*Stated task 1*.
Which lines in the entries below contain the string "polo"? Extract each of those lines in full.

*Excerpted text*.
========================

EU ambassadors to inform the citizens about Europe

We all see that most of the European citizens do not see the benefits and the relevance of the European Union. For this reason I would like to start the idea to have 54 “ambassadors” 1 students and 1 employed from every member state. These EU Ambassadors would have the task to inform student (school and university students) and citizens for 1 year with a certain budget. (similar the National Youth Representative to the UN) . The ambassadors would be chosen on their basis of experience and social skills and would have the task to be full-ambassadors for 1 year to inform citizens in their respective home country about Europe and what Europe means for every citizen and what benefits Europe brings to all citizens.

The reason would be mainly that we all see a rising scepticism of many citizens towards the EU. In my opinion this is mainly due to the lack of information and due to the lack of transparency between the EU institutions and the citizens. The treaty changes have not been able to improve this gap and have failed to create a European “demos”/ a common identity.

Thus we have to go out there and inform people about their benefits they gained from the European Union and by making them understand why this Union is benefitial also in times of crisis and also in the future.

Skepticism, transparency

Hi Constanze, glad tha Marco is fine btw. Thanks for sharing your reflections…

I wonder whether more information is equivalent to more transparency? And whether more transparency means more of a shared identity or demos? What do you think…?

Youth Diplomacy

Hi Constanze!

glad to have finally found your post :slight_smile: Veru interesting btw.

Still I have some questions/clarifications to make.

You started witht th argument that the citiyens of the EU memebr states are becoeming more and more skeptical and even critical about this supra-national instittution.  Rather that having a debate here about the pro and cons of the EU, I think it is fair to acknowledge that it has some deep structual and functional flaws and that perhaps some of the criticism and grievances are indeed justified and should be voiced out and listened to in a open and democratic manner.

Now about the EU Ambassadors initiative.

I personally don’t feel that my views and opinions are represented by either the Moldovan or Romanian UN Youth Representative (even though I know one of them personally). I think it’s a nice opportunity for them as envoys to learn and expand their network, but not necessarily about the youth in their countries. A lot of young people even the ones passionate about politics and IR are not aware of this position. Often the selction is not really transparent either. There is virtually no communication and interaction between them. Maybe you know a more optimistic story from your country. Also it is very hard for a single person to astablish some kind of connection directly wit hte citizenry. Some international organizations have whole divisions designed for this task and they still don’t manage to do it well.

How about the Ombudsman? Isn’t he a sort of ‘less formal diplomat’, ‘a people’s advocate’?

Why 54 people (2 people x 27 MS)? How about the candidate countries? How about the neigbouring countries that are trying to meet Eu standards for accession?

Back to skepticism.

Even I, that have studies International Relations and European Studies for my Bachelor, am VERY critical about the EU. If one desires to get informed about the European intitutions there are tons of ‘propaganda’ material to be easily found on the internet and even in the public libraries, etc.

========================

*Provided entries*.
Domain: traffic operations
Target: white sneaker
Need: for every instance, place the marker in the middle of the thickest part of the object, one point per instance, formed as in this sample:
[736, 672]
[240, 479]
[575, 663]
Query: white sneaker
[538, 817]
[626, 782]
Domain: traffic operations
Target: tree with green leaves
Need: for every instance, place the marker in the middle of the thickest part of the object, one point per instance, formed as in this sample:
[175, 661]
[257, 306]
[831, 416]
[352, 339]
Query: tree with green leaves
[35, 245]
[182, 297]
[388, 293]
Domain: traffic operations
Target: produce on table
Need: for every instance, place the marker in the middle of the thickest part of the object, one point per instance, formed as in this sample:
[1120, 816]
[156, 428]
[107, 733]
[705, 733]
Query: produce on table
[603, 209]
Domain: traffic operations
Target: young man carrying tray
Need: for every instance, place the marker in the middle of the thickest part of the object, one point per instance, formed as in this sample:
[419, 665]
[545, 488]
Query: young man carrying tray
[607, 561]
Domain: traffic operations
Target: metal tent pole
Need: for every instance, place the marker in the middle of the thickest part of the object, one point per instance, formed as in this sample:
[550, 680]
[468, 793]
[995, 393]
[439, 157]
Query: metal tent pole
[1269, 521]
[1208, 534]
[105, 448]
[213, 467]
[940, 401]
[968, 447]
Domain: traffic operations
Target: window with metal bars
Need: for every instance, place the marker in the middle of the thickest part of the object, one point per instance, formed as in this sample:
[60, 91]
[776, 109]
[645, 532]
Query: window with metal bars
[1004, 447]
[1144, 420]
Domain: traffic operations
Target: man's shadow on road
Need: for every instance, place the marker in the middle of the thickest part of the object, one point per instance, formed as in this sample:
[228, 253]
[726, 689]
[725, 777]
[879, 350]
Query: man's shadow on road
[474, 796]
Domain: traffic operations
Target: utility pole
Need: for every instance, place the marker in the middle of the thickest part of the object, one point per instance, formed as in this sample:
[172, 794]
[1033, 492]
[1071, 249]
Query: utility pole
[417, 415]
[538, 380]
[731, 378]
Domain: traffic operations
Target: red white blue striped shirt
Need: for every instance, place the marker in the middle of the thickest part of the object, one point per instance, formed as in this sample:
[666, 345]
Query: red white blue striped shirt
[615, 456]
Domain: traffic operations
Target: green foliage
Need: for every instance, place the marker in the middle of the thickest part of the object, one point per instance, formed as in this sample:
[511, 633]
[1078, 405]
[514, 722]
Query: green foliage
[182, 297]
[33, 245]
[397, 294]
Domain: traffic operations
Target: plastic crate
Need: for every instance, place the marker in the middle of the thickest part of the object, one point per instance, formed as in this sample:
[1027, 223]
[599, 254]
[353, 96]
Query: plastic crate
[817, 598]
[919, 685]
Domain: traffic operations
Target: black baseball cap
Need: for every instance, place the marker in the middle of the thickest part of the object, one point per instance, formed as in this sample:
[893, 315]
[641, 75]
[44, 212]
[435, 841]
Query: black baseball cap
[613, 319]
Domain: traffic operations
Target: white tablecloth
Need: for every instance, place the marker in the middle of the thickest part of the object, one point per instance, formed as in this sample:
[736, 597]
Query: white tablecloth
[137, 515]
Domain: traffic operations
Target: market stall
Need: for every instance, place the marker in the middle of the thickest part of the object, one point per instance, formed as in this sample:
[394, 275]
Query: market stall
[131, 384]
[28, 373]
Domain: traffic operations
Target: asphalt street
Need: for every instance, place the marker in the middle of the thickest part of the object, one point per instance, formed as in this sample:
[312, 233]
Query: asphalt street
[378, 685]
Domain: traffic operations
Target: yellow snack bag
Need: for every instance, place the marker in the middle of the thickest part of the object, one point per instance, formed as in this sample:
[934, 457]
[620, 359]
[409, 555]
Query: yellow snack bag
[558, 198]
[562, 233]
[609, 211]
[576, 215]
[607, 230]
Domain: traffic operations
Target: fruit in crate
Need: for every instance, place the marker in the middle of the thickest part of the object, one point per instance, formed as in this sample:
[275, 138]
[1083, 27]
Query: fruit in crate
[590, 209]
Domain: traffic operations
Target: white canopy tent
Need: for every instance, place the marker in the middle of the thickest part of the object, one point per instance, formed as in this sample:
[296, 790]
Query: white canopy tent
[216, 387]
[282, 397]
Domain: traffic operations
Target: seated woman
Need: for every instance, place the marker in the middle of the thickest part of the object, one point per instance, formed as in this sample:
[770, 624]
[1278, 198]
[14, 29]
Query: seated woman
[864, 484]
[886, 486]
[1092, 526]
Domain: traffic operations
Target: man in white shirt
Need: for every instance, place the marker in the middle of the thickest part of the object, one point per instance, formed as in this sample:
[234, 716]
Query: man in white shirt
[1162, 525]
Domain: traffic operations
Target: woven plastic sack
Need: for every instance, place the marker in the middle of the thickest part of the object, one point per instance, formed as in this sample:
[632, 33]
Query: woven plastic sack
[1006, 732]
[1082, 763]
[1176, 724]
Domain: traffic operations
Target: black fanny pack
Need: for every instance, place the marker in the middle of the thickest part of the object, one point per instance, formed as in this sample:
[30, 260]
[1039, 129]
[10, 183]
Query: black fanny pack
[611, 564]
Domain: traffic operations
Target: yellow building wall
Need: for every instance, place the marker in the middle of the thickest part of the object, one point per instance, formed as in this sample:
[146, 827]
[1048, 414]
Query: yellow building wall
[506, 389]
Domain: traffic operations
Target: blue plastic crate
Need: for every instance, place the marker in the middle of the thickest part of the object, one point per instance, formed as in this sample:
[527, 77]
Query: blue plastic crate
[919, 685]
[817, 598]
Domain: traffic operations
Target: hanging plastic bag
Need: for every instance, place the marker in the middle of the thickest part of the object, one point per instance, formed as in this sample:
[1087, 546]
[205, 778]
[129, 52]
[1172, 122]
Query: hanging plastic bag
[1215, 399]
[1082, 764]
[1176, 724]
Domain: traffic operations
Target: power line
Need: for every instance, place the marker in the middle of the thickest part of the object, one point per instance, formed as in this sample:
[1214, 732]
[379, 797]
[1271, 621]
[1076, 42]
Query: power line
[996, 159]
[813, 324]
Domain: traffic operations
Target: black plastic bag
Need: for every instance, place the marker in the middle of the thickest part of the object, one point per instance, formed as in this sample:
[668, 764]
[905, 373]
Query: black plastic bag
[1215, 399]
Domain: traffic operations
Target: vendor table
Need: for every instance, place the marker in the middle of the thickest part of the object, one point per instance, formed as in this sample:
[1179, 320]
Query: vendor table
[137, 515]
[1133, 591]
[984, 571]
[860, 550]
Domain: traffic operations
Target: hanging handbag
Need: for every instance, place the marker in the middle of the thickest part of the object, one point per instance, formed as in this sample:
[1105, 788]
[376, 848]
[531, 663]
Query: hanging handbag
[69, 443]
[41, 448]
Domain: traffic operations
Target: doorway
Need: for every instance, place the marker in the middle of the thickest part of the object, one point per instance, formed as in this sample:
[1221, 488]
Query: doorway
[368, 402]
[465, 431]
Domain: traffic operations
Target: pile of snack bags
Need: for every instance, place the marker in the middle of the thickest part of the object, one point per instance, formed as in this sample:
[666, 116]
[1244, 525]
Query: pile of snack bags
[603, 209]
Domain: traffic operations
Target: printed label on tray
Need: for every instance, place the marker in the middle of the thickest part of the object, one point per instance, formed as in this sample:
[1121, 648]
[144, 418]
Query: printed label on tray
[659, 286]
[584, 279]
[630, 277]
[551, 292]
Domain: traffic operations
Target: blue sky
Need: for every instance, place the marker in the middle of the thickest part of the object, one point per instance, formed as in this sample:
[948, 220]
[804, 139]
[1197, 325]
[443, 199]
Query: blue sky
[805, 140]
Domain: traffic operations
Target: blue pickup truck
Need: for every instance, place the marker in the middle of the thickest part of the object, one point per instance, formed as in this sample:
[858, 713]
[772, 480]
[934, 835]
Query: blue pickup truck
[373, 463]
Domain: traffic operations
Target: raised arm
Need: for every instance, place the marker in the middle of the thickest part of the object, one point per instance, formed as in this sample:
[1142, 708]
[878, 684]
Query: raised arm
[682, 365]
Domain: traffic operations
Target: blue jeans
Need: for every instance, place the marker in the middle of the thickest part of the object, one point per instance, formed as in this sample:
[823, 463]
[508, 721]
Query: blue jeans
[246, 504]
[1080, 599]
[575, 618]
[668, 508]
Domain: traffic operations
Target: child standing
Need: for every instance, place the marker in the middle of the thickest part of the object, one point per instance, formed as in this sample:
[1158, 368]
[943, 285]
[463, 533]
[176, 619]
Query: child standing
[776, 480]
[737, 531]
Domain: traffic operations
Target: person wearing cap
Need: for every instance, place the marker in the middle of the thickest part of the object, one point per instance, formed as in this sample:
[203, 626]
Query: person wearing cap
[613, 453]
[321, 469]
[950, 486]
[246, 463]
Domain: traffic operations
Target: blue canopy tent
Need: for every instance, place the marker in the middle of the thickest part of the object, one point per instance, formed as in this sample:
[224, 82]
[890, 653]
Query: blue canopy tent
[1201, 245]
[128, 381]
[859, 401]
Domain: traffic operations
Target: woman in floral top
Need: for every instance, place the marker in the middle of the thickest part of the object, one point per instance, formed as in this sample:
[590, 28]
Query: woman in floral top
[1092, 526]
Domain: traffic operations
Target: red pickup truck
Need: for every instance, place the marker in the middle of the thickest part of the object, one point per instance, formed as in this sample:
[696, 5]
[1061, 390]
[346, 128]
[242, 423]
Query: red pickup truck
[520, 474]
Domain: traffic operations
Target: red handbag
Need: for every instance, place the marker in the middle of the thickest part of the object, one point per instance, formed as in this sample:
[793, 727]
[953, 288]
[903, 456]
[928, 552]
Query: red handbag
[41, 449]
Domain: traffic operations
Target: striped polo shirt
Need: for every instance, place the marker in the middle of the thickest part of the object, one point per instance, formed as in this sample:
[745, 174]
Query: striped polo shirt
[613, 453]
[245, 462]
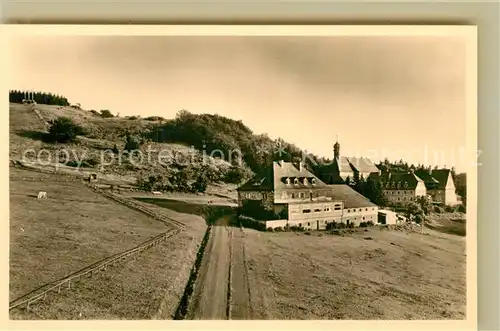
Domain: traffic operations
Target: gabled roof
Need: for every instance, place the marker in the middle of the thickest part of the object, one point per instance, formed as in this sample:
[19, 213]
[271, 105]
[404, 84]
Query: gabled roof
[400, 181]
[275, 177]
[435, 178]
[441, 175]
[361, 164]
[351, 198]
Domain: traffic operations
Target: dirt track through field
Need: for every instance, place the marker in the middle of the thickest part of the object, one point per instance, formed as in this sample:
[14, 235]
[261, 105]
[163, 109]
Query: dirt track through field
[210, 297]
[222, 288]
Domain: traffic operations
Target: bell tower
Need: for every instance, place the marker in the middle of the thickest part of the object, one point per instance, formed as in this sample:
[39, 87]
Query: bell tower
[336, 149]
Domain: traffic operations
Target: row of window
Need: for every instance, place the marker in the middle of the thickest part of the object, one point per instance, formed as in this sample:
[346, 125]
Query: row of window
[318, 210]
[300, 195]
[395, 185]
[326, 222]
[401, 192]
[305, 181]
[360, 209]
[404, 199]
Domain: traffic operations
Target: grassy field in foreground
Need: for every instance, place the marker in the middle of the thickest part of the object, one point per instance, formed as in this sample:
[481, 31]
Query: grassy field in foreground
[392, 275]
[75, 227]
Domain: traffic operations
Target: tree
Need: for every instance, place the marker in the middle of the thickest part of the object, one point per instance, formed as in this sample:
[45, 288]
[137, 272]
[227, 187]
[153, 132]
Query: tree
[131, 143]
[106, 113]
[348, 181]
[373, 191]
[412, 210]
[424, 203]
[63, 130]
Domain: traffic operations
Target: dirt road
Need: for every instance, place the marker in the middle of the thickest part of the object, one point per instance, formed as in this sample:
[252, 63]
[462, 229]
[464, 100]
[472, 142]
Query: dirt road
[222, 288]
[210, 297]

========================

*Stated task 2*.
Duplicate the forum post on EU ambassadors above, from "Youth Diplomacy" up to and including "and democratic manner.".

*Full answer 1*.
Target: striped polo shirt
Query: striped polo shirt

*Full answer 2*.
Youth Diplomacy

Hi Constanze!

glad to have finally found your post :slight_smile: Veru interesting btw.

Still I have some questions/clarifications to make.

You started witht th argument that the citiyens of the EU memebr states are becoeming more and more skeptical and even critical about this supra-national instittution.  Rather that having a debate here about the pro and cons of the EU, I think it is fair to acknowledge that it has some deep structual and functional flaws and that perhaps some of the criticism and grievances are indeed justified and should be voiced out and listened to in a open and democratic manner.